Dataset rows
____________
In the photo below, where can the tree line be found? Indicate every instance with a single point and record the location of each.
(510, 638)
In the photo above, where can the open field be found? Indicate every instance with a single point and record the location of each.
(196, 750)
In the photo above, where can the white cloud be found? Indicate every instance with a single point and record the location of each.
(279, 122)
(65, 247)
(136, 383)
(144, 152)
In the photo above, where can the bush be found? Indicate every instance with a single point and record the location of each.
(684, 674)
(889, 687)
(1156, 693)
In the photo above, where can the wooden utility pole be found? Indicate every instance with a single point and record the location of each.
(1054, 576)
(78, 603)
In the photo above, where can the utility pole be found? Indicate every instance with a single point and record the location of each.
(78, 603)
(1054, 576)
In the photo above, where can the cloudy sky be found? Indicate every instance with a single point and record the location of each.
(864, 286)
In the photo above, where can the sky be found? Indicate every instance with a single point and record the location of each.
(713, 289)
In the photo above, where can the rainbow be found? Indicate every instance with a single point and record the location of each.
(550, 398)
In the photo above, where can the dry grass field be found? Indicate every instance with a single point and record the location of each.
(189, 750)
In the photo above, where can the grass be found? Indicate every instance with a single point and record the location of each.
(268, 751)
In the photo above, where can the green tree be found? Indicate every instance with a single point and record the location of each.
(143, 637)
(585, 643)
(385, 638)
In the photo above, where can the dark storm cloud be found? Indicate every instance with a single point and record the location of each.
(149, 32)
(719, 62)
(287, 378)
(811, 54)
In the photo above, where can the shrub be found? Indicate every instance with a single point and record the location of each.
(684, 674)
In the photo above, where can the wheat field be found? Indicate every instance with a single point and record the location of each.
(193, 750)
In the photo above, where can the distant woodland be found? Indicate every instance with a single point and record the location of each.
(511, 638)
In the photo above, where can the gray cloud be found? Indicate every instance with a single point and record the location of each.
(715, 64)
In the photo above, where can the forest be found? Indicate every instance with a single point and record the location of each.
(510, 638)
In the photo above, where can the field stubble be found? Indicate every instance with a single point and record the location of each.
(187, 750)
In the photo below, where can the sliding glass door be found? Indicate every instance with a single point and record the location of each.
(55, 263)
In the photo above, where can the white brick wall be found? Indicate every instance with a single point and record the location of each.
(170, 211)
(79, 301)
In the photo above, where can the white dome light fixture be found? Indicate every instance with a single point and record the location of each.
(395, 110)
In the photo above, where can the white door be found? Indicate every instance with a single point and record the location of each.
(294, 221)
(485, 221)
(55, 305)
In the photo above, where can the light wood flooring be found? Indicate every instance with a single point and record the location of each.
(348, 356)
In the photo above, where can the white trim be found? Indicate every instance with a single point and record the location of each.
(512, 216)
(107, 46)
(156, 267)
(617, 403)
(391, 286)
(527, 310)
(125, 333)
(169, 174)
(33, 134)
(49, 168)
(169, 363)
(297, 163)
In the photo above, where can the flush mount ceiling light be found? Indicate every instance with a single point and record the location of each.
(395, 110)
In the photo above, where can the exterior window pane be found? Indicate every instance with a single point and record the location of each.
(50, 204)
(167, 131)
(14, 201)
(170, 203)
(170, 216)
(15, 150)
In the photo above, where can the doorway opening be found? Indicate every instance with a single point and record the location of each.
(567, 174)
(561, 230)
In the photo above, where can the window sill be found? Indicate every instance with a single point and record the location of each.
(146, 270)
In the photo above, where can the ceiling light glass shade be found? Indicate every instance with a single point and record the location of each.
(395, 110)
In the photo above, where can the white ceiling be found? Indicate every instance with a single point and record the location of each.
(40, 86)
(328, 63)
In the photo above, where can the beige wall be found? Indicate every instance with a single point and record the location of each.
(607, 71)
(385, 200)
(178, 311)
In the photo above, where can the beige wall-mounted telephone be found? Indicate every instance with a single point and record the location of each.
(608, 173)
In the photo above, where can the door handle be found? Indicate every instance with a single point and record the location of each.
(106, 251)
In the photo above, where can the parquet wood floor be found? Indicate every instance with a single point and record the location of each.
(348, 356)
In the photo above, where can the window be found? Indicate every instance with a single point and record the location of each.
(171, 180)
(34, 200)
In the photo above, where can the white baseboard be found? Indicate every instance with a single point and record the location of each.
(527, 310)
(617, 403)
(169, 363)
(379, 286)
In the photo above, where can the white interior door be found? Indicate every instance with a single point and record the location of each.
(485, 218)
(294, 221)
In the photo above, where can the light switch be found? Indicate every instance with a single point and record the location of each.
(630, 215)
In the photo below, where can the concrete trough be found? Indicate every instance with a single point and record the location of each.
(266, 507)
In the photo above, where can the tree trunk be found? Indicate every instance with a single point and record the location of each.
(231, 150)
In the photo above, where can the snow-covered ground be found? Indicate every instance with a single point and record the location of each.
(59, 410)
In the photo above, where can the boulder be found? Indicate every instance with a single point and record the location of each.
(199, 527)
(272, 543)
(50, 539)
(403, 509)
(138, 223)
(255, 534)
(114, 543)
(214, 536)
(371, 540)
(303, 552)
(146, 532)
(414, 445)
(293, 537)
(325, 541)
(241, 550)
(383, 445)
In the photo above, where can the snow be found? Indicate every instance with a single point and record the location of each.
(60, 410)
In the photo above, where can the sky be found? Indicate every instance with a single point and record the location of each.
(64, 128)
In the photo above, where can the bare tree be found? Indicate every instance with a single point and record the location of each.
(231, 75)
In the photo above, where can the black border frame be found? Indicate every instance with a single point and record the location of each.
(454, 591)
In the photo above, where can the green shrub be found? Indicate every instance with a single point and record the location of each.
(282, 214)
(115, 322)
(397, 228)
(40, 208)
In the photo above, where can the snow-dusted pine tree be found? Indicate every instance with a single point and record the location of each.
____________
Retype every one of the entries above word for word, leaving nothing out.

## WRITTEN REPLY:
In the photo below, where can the tree line be found? Indicate every instance with a single point and record the location of each.
(510, 638)
In the photo above, where can the open field be found? Indicate every instance with a single point and record the location of each.
(196, 750)
In the photo above, where can the white cloud be found? Indicate every instance with a single point and record the location of each.
(279, 122)
(65, 247)
(136, 383)
(144, 152)
In the photo above, where can the bush be found? Indicate every instance with a single point and record the location of each.
(684, 674)
(889, 687)
(1156, 693)
In the photo above, where can the wooden utility pole be found? Indicate every instance with a single point and record the location of each.
(1054, 576)
(78, 603)
In the photo above, where can the utility pole be found? Indicate every instance with a single point and record the location of each.
(78, 603)
(1054, 576)
In the photo above, where can the cloudy sky be found? Indicate every instance with a single point and record the location of each.
(864, 286)
In the photo above, where can the sky be found? Indicate every instance with a single point and record the location of each.
(713, 289)
In the photo above, where can the rainbow be found? Indicate every instance with a single point and record the location of each.
(550, 398)
In the photo above, where can the dry grass field be found? Indicate every instance with a single point and record the location of each.
(189, 750)
In the photo above, where can the grass be found? Indicate every instance with a single point and record the location of each.
(268, 751)
In the photo above, where can the green tree be found? Indicate every instance with a single point and record the location of each.
(143, 637)
(585, 643)
(385, 638)
In the photo above, where can the dark storm cloud be found? Indicate every instance with a single point and record the location of each.
(149, 32)
(719, 62)
(287, 378)
(811, 54)
In the photo above, where can the shrub be found? Indicate every instance with a single point and record the location of each.
(684, 674)
In the photo above, where can the wheat field be found? Indicate every instance with a single point and record the location of each.
(193, 750)
In the photo above, where can the distant woodland be found? Indicate every instance with a single point and record the location of each.
(511, 638)
In the photo above, where can the gray cloud be found? Indicate every instance with a single point and record the location of each.
(715, 64)
In the photo above, where can the forest be found? Indicate every instance with a single point and record the location of each.
(510, 638)
In the photo above, where can the field stubble be found? Indicate every instance with a single point and record the location of each.
(187, 750)
In the photo below, where can the sliding glass door be found? Indicate every instance with a single point and record the location of each.
(55, 263)
In the photo above, where can the white brick wall be found? Indicate every instance with a single point and record the location of each.
(170, 211)
(79, 301)
In the photo above, where can the white dome light fixture be found? Indicate every instance with a single point and record the location of each.
(395, 110)
In the photo above, where can the white door be found? Indicate every instance with a single point and record the location of each.
(294, 221)
(485, 221)
(55, 305)
In the photo above, where can the light wood flooring be found? Indicate every instance with a single point and record the location of each.
(348, 356)
In the photo above, where can the white trim be found? Indicate every instance with a single point and record the location of each.
(512, 216)
(107, 46)
(156, 267)
(617, 403)
(391, 286)
(527, 310)
(125, 333)
(169, 174)
(33, 134)
(49, 168)
(169, 363)
(297, 163)
In the photo above, where can the flush mount ceiling light be found? Indicate every instance with a single point and record the location of each.
(395, 110)
In the photo above, where can the exterior window pane be found? Indicate every instance with a single point and record the location of each.
(50, 204)
(167, 131)
(14, 201)
(170, 203)
(170, 216)
(15, 150)
In the photo above, where can the doorway opening be found? Indicate every instance with a single point and record the location of each.
(567, 174)
(561, 230)
In the photo above, where can the window sill be found? Indicate every instance with a single point and record the location of each.
(146, 270)
In the photo above, where can the ceiling light glass shade be found? Indicate every instance with a single point and record the location of each.
(395, 110)
In the photo above, where can the white ceiling be found? Indicate every instance with a single point and record the location of each.
(40, 86)
(328, 63)
In the photo above, where can the beige wall be found? Indicate every instance with a single point and record the location of each.
(607, 71)
(385, 200)
(178, 311)
In the photo above, where can the beige wall-mounted telephone be found? Indicate every instance with a single point and record the location of each.
(608, 173)
In the photo above, where can the door handle be found? Indicate every instance with a single point and record the location of each.
(106, 251)
In the photo above, where can the parquet wood floor be found? Indicate every instance with a single point and record the location of each.
(348, 356)
In the photo above, where can the window be found? Indicate every instance with a single point and record the location of each.
(171, 180)
(34, 200)
In the photo above, where can the white baseboard be found? Indicate every instance with a single point and record the location of each.
(527, 310)
(617, 403)
(169, 363)
(379, 286)
In the photo above, where can the white interior door be found? Indicate every instance with a single point and record the location of each.
(485, 218)
(294, 221)
In the photo above, where can the light switch be found? Indicate every instance with a single point and record the location of each.
(630, 215)
In the photo below, where can the concrete trough be found? Indicate every instance with a single point and record the location of each.
(266, 507)
In the photo above, where can the tree trunk be found? Indicate every instance with a single point and record the location of each.
(231, 150)
In the photo above, where can the snow-covered ground be found? Indicate every instance with a single point and record the location of each.
(59, 410)
In the photo above, where can the boulder be found? Indicate every instance with a single point and record the location of each.
(199, 527)
(272, 543)
(50, 539)
(403, 509)
(138, 223)
(255, 534)
(114, 543)
(214, 536)
(371, 540)
(303, 552)
(146, 532)
(414, 445)
(293, 537)
(325, 541)
(241, 550)
(383, 445)
In the photo above, where can the snow be found? Indicate every instance with a single point and record the location of each.
(60, 410)
In the photo above, where can the sky be found? Indicate every instance with a single point and record the location of each.
(64, 128)
In the photo above, where can the bare tree be found? Indicate every instance with a single point and record the location of each.
(231, 75)
In the photo above, where can the black border frame be found? Indicate every instance with a single point and record the location of each.
(454, 591)
In the photo above, where can the green shrub be found? Indicate every instance with a single point and record the location of each.
(282, 214)
(115, 322)
(397, 228)
(40, 208)
In the photo above, where can the snow-dusted pine tree be found? Indicate every instance with a single point and record the location of each.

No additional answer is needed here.